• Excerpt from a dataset
* * *
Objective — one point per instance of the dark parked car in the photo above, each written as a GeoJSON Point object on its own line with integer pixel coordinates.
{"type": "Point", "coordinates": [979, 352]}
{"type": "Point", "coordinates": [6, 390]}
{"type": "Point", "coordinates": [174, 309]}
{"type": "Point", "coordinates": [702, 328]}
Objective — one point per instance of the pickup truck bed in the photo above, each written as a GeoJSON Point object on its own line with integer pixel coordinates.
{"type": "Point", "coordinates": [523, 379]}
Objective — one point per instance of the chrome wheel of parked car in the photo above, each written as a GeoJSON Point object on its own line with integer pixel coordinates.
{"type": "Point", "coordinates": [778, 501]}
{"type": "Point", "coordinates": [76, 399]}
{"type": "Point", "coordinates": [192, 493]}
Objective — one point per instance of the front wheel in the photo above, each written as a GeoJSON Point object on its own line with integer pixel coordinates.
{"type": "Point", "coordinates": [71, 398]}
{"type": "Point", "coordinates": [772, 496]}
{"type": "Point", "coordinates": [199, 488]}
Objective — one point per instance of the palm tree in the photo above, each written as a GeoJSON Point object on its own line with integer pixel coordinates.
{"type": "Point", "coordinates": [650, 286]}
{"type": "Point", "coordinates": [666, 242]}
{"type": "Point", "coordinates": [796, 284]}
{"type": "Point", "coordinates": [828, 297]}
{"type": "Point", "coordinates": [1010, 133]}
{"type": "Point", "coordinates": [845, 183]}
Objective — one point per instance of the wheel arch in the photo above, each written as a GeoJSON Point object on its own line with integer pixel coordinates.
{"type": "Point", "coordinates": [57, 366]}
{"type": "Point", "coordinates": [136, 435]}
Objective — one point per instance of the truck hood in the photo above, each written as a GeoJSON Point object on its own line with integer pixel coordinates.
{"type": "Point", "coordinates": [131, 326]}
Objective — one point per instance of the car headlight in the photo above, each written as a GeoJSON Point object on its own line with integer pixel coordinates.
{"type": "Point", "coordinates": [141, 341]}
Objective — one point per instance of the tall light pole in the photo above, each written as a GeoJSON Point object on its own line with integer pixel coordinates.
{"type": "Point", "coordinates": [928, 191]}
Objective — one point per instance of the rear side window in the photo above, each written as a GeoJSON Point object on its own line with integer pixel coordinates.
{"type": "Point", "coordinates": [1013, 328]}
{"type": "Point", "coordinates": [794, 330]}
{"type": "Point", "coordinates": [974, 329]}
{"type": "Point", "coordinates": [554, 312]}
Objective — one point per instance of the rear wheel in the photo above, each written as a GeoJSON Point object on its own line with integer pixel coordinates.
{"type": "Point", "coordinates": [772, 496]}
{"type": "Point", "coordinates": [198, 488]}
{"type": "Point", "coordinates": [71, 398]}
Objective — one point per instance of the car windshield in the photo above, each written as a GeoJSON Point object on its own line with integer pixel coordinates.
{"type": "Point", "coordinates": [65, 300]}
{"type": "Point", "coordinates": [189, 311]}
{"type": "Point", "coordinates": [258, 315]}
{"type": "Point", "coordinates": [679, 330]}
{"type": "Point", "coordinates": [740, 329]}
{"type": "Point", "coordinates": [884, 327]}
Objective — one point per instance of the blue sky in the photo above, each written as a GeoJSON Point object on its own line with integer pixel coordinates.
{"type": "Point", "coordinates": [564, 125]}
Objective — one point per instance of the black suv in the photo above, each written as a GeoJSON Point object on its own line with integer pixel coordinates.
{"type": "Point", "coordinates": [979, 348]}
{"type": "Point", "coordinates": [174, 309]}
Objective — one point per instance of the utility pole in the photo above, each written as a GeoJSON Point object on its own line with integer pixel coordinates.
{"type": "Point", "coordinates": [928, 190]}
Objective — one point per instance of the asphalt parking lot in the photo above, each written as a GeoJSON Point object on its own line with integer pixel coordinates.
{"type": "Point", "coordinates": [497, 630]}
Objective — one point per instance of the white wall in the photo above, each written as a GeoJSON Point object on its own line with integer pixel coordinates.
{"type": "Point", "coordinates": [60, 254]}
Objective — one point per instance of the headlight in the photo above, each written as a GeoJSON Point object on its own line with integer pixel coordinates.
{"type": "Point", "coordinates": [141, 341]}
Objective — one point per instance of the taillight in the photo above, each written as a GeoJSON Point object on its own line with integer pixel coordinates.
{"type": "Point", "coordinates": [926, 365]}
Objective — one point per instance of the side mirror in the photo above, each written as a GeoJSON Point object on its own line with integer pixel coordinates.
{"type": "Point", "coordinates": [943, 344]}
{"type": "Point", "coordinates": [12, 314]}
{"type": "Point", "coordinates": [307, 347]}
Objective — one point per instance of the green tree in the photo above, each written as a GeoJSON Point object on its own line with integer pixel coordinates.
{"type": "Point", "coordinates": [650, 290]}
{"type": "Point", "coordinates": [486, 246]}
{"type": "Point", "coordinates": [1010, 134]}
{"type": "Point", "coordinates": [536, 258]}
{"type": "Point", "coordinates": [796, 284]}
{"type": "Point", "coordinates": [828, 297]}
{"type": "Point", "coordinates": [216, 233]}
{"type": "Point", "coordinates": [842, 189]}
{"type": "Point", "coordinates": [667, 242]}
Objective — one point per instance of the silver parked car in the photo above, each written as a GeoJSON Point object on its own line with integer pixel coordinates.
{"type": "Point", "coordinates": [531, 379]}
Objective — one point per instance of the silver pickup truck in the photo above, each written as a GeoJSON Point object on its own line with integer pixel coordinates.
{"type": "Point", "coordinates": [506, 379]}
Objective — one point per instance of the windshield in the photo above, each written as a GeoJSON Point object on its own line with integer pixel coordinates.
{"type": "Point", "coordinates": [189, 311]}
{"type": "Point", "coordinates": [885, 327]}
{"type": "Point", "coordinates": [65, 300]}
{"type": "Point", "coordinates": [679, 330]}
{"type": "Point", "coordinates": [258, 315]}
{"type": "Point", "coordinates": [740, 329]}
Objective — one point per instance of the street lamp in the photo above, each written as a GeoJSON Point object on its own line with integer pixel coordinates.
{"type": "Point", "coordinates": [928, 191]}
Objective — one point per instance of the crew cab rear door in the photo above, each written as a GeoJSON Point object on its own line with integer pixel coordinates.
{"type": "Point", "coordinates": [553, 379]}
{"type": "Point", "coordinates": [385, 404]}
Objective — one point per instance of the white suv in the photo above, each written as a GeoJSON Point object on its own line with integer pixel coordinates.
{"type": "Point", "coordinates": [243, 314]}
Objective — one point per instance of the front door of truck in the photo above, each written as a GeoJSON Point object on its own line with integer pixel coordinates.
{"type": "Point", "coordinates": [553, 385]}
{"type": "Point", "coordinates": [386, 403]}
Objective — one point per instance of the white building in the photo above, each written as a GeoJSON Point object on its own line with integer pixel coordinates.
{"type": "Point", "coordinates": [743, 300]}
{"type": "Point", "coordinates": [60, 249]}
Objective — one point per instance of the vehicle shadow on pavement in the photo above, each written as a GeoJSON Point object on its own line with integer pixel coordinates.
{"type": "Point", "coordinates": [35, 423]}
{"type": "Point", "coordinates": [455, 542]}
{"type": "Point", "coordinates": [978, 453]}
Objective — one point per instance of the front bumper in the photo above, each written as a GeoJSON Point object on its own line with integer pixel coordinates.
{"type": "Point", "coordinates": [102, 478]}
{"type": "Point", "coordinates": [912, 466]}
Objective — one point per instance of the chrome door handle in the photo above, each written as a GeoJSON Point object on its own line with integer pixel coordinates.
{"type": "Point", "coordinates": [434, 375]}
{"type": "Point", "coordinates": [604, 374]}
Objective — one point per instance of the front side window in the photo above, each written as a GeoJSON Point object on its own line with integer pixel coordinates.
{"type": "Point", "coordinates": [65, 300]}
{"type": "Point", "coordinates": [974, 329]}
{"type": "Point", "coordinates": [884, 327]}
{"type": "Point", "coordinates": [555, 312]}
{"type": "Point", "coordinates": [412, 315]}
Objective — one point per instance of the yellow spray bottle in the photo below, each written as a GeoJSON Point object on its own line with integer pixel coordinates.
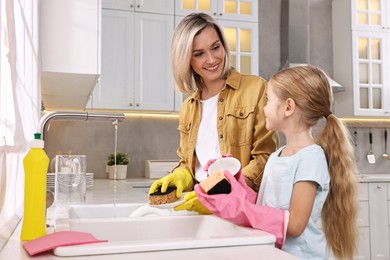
{"type": "Point", "coordinates": [35, 164]}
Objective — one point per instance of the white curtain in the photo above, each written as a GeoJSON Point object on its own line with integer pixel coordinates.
{"type": "Point", "coordinates": [19, 99]}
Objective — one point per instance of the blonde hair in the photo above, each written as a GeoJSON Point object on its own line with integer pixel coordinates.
{"type": "Point", "coordinates": [308, 86]}
{"type": "Point", "coordinates": [187, 81]}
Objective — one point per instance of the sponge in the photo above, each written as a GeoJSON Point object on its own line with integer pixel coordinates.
{"type": "Point", "coordinates": [216, 183]}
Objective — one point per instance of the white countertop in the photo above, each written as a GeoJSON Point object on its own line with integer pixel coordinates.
{"type": "Point", "coordinates": [379, 177]}
{"type": "Point", "coordinates": [135, 191]}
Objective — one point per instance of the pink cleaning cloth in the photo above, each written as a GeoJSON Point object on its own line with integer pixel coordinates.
{"type": "Point", "coordinates": [56, 239]}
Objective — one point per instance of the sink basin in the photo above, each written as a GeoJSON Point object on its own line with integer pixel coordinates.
{"type": "Point", "coordinates": [155, 233]}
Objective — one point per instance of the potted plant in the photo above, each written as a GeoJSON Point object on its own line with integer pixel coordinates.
{"type": "Point", "coordinates": [117, 166]}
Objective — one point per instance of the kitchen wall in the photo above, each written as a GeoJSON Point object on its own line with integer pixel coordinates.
{"type": "Point", "coordinates": [141, 137]}
{"type": "Point", "coordinates": [158, 138]}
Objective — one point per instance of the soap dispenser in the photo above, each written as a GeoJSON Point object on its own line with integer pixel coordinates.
{"type": "Point", "coordinates": [35, 164]}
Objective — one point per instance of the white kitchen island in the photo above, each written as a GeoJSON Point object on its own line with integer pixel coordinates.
{"type": "Point", "coordinates": [135, 191]}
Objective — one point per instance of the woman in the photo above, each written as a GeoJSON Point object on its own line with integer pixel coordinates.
{"type": "Point", "coordinates": [224, 111]}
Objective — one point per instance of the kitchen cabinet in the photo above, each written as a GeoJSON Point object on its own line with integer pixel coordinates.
{"type": "Point", "coordinates": [69, 48]}
{"type": "Point", "coordinates": [148, 6]}
{"type": "Point", "coordinates": [238, 10]}
{"type": "Point", "coordinates": [136, 72]}
{"type": "Point", "coordinates": [366, 24]}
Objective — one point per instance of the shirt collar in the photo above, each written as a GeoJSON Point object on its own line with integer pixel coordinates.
{"type": "Point", "coordinates": [232, 81]}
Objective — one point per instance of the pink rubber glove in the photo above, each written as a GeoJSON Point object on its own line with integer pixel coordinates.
{"type": "Point", "coordinates": [236, 208]}
{"type": "Point", "coordinates": [211, 161]}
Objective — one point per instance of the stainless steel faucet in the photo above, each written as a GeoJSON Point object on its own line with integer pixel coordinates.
{"type": "Point", "coordinates": [81, 116]}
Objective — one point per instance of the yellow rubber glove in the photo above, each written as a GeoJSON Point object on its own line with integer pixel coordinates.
{"type": "Point", "coordinates": [181, 178]}
{"type": "Point", "coordinates": [192, 204]}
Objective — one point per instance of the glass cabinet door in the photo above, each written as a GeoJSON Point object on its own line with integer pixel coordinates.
{"type": "Point", "coordinates": [370, 83]}
{"type": "Point", "coordinates": [243, 46]}
{"type": "Point", "coordinates": [369, 15]}
{"type": "Point", "coordinates": [237, 10]}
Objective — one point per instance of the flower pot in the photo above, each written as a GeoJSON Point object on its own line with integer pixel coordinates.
{"type": "Point", "coordinates": [121, 172]}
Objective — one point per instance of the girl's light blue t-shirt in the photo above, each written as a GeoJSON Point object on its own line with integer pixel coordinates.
{"type": "Point", "coordinates": [280, 175]}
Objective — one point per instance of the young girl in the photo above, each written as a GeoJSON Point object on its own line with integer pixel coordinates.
{"type": "Point", "coordinates": [304, 180]}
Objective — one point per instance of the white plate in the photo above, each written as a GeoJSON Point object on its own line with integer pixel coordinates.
{"type": "Point", "coordinates": [228, 163]}
{"type": "Point", "coordinates": [171, 205]}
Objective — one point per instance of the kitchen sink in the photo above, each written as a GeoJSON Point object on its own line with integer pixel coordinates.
{"type": "Point", "coordinates": [154, 232]}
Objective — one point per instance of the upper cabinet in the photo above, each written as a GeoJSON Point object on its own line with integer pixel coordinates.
{"type": "Point", "coordinates": [236, 10]}
{"type": "Point", "coordinates": [136, 74]}
{"type": "Point", "coordinates": [148, 6]}
{"type": "Point", "coordinates": [70, 51]}
{"type": "Point", "coordinates": [362, 32]}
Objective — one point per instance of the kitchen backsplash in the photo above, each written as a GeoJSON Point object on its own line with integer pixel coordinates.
{"type": "Point", "coordinates": [362, 148]}
{"type": "Point", "coordinates": [142, 138]}
{"type": "Point", "coordinates": [157, 138]}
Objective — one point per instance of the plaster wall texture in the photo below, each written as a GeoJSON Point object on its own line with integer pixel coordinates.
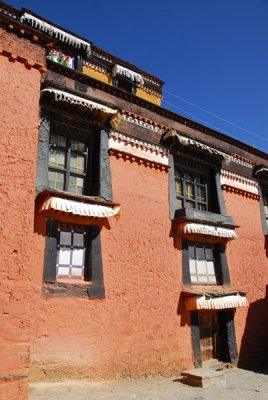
{"type": "Point", "coordinates": [247, 260]}
{"type": "Point", "coordinates": [19, 118]}
{"type": "Point", "coordinates": [136, 329]}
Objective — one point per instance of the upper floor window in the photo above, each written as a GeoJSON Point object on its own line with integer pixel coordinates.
{"type": "Point", "coordinates": [202, 264]}
{"type": "Point", "coordinates": [191, 190]}
{"type": "Point", "coordinates": [67, 164]}
{"type": "Point", "coordinates": [71, 249]}
{"type": "Point", "coordinates": [125, 84]}
{"type": "Point", "coordinates": [265, 206]}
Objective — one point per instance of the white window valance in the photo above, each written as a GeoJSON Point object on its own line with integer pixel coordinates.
{"type": "Point", "coordinates": [205, 302]}
{"type": "Point", "coordinates": [127, 73]}
{"type": "Point", "coordinates": [78, 208]}
{"type": "Point", "coordinates": [61, 96]}
{"type": "Point", "coordinates": [57, 33]}
{"type": "Point", "coordinates": [179, 140]}
{"type": "Point", "coordinates": [209, 230]}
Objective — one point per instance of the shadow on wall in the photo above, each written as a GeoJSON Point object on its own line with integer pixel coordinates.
{"type": "Point", "coordinates": [254, 347]}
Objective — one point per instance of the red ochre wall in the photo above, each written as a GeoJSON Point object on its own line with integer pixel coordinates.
{"type": "Point", "coordinates": [248, 267]}
{"type": "Point", "coordinates": [136, 329]}
{"type": "Point", "coordinates": [19, 118]}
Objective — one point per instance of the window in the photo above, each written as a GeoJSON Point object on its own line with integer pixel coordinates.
{"type": "Point", "coordinates": [202, 264]}
{"type": "Point", "coordinates": [191, 190]}
{"type": "Point", "coordinates": [73, 252]}
{"type": "Point", "coordinates": [71, 249]}
{"type": "Point", "coordinates": [265, 207]}
{"type": "Point", "coordinates": [67, 164]}
{"type": "Point", "coordinates": [125, 84]}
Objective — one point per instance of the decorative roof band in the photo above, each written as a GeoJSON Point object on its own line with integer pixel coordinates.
{"type": "Point", "coordinates": [128, 74]}
{"type": "Point", "coordinates": [57, 33]}
{"type": "Point", "coordinates": [177, 139]}
{"type": "Point", "coordinates": [61, 96]}
{"type": "Point", "coordinates": [239, 182]}
{"type": "Point", "coordinates": [135, 119]}
{"type": "Point", "coordinates": [138, 148]}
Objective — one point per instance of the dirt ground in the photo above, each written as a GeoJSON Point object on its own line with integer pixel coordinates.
{"type": "Point", "coordinates": [240, 384]}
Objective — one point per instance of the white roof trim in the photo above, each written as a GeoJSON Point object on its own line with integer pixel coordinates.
{"type": "Point", "coordinates": [65, 97]}
{"type": "Point", "coordinates": [59, 34]}
{"type": "Point", "coordinates": [239, 182]}
{"type": "Point", "coordinates": [215, 303]}
{"type": "Point", "coordinates": [79, 208]}
{"type": "Point", "coordinates": [209, 230]}
{"type": "Point", "coordinates": [138, 148]}
{"type": "Point", "coordinates": [127, 73]}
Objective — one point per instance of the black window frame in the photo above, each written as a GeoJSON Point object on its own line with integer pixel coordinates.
{"type": "Point", "coordinates": [220, 263]}
{"type": "Point", "coordinates": [263, 203]}
{"type": "Point", "coordinates": [98, 181]}
{"type": "Point", "coordinates": [196, 176]}
{"type": "Point", "coordinates": [93, 272]}
{"type": "Point", "coordinates": [67, 171]}
{"type": "Point", "coordinates": [124, 84]}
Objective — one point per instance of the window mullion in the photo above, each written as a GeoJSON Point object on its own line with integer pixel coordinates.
{"type": "Point", "coordinates": [68, 163]}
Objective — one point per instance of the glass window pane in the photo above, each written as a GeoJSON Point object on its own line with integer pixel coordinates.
{"type": "Point", "coordinates": [193, 278]}
{"type": "Point", "coordinates": [76, 184]}
{"type": "Point", "coordinates": [78, 257]}
{"type": "Point", "coordinates": [212, 279]}
{"type": "Point", "coordinates": [78, 239]}
{"type": "Point", "coordinates": [190, 204]}
{"type": "Point", "coordinates": [56, 180]}
{"type": "Point", "coordinates": [57, 140]}
{"type": "Point", "coordinates": [78, 162]}
{"type": "Point", "coordinates": [201, 267]}
{"type": "Point", "coordinates": [209, 254]}
{"type": "Point", "coordinates": [200, 253]}
{"type": "Point", "coordinates": [201, 194]}
{"type": "Point", "coordinates": [65, 238]}
{"type": "Point", "coordinates": [57, 158]}
{"type": "Point", "coordinates": [210, 268]}
{"type": "Point", "coordinates": [179, 203]}
{"type": "Point", "coordinates": [77, 273]}
{"type": "Point", "coordinates": [191, 252]}
{"type": "Point", "coordinates": [78, 146]}
{"type": "Point", "coordinates": [203, 279]}
{"type": "Point", "coordinates": [64, 256]}
{"type": "Point", "coordinates": [192, 267]}
{"type": "Point", "coordinates": [63, 272]}
{"type": "Point", "coordinates": [189, 190]}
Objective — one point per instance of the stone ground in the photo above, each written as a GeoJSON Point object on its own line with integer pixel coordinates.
{"type": "Point", "coordinates": [240, 384]}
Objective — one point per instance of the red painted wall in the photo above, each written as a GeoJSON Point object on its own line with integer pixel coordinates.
{"type": "Point", "coordinates": [248, 267]}
{"type": "Point", "coordinates": [19, 118]}
{"type": "Point", "coordinates": [135, 330]}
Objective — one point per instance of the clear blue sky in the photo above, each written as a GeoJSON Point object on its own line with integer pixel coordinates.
{"type": "Point", "coordinates": [212, 53]}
* * *
• Task requirements
In the records above, find the line containing "Objective — one point per instance of the stone"; please retype it and every line after it through the last line, exactly and with nothing else.

• The reply
Objective — one point per instance of the stone ground in the photo above, each written as a GeoJSON Point object on its own line with integer pixel coordinates.
{"type": "Point", "coordinates": [240, 384]}
Objective — one point per instance of the red painted wall in the photo above, each written as a GeoJSON Point object on its own line with integer pixel coordinates.
{"type": "Point", "coordinates": [248, 267]}
{"type": "Point", "coordinates": [19, 118]}
{"type": "Point", "coordinates": [135, 330]}
Objective — one point per instance of the clear blue sky in the photo above, each written as a GeoJSON Point object on its own line with integer pixel coordinates.
{"type": "Point", "coordinates": [212, 53]}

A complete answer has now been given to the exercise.